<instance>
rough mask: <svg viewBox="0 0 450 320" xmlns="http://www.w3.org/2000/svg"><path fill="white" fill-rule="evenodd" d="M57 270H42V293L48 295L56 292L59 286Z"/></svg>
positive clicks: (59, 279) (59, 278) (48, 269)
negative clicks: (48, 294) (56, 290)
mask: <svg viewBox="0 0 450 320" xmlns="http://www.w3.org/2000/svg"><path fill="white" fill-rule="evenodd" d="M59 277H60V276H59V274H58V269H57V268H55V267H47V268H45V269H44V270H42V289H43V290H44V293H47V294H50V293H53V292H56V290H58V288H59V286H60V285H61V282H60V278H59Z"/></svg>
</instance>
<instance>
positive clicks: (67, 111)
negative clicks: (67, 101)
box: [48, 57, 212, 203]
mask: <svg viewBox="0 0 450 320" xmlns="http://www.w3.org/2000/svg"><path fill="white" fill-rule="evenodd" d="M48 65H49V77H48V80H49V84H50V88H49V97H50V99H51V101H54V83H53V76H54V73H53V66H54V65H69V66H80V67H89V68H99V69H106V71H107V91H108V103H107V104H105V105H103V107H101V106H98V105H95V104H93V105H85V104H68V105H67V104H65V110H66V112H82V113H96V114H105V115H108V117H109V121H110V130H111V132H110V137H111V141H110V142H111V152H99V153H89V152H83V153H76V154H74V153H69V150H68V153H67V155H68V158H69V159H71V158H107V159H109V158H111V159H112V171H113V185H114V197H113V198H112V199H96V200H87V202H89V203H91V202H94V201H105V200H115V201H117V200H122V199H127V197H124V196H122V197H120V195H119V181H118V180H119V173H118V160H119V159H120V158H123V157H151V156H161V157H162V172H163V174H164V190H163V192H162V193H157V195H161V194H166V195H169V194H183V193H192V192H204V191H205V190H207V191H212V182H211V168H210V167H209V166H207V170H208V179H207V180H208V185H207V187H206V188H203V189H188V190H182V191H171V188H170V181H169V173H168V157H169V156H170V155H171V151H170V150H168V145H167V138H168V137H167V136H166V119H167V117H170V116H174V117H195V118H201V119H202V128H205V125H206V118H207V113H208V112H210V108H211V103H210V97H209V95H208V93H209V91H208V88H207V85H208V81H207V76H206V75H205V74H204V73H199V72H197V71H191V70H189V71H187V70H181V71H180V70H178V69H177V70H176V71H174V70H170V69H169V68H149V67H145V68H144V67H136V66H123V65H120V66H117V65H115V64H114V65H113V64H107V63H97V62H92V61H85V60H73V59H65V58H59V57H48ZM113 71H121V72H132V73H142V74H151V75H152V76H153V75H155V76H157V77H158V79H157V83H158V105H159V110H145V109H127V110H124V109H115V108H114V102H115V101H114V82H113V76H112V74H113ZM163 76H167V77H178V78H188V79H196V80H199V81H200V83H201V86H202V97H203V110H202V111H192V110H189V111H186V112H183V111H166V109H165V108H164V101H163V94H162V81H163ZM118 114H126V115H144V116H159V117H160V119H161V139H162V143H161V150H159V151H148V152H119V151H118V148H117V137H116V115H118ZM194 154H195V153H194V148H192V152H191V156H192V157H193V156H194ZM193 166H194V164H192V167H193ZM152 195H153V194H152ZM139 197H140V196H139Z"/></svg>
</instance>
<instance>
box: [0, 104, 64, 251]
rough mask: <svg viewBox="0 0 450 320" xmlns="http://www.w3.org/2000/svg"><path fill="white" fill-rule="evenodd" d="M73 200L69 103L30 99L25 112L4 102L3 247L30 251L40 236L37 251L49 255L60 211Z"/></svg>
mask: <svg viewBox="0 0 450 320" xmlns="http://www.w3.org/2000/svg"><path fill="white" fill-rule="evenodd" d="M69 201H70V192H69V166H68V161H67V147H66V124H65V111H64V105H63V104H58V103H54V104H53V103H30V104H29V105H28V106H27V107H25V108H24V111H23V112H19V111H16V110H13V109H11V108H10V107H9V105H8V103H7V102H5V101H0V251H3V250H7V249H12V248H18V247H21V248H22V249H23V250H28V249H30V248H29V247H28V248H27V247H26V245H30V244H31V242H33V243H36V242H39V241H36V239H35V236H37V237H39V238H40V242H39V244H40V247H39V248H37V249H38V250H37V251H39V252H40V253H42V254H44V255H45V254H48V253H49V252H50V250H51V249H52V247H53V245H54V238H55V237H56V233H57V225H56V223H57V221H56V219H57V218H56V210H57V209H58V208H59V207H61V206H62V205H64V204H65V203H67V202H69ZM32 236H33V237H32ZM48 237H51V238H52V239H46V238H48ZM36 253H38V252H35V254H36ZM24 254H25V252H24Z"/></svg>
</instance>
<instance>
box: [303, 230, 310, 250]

::::

Scan the material for the word "positive". Return every line where it is found.

positive clicks: (59, 279) (59, 278) (48, 269)
positive clicks: (67, 111)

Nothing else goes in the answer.